> [REQUEST 1]: In the campaign description, where will the DLR research aircraft Falcon be based for A-LIFE?
> [REQUEST 2]: List every project that the campaign description says the proposed project is clustered with.
> [REQUEST 3]: Please transcribe the part of the campaign description that opens with the words containing "Season: April –" and closes with "dust discrimination methodologies.".

> [DOCUMENT SECTION]:
---+---

Season: April – May 2017

Weather constraints: Cloud-free conditions are required for aerosol remote sensing retrievals. Measurements during dust advection from Sahara Desert are of added value for the experiment, in order to test and validate dust discrimination methodologies.

Time constraints: Periods of Saharan dust advection over Crete are targeted. April is the month of highest frequency for Saharan dust episodes in Eastern Mediterranean (e.g. Marinou et al., 2016), thus, the preferred time window of the campaign is 01/04/2016 – 30/04/2016. The proposed project is clustered with the DoGMA and SEAMAN EUFAR projects, which have been scheduled for the same time period. Additional synergies are created by clustering the proposed project with the ERC Starting Grant Project A-LIFE (Absorbing aerosol layers in a changing climate: aging, lifetime and dynamics) during which an airborne field experiment with the DLR research aircraft Falcon will be conducted in the Eastern Mediterranean. For A-LIFE, the DLR research aircraft Falcon will be based in Paphos/Cyprus. CLIMA is an aerosol campaign focused on CCN and IN retrievals utilizing lidars, thus having completely different objectives from DoGMA and SEAMAN which are concentrated on dust model validation and new particle formation respectively. Due to the episodic nature of dust advection the flights will be scheduled according to dust forecasts. The dataset that will be collected by the cluster of the campaigns over Crete will be used for cal/val activities as well. At NOA we target ESA missions like Sentinel 3, thus, overpass time constrains may have to be considered. ESA has expressed interest on participating on this cluster of campaigns.

---+---

> [PROVIDED MATERIAL]:
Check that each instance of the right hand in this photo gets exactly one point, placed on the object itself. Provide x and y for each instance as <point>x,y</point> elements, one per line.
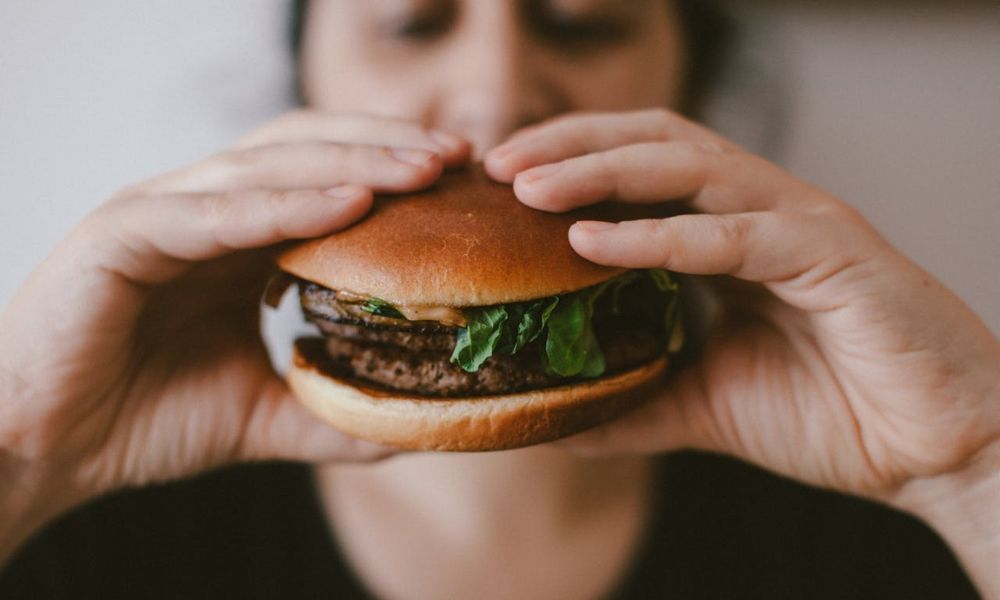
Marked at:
<point>133,353</point>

---+---

> [WORKED ANSWER 1]: Paphos, Cyprus.

> [WORKED ANSWER 2]: DoGMA, SEAMAN, A-LIFE

> [WORKED ANSWER 3]:
Season: April – May 2017

Weather constraints: Cloud-free conditions are required for aerosol remote sensing retrievals. Measurements during dust advection from Sahara Desert are of added value for the experiment, in order to test and validate dust discrimination methodologies.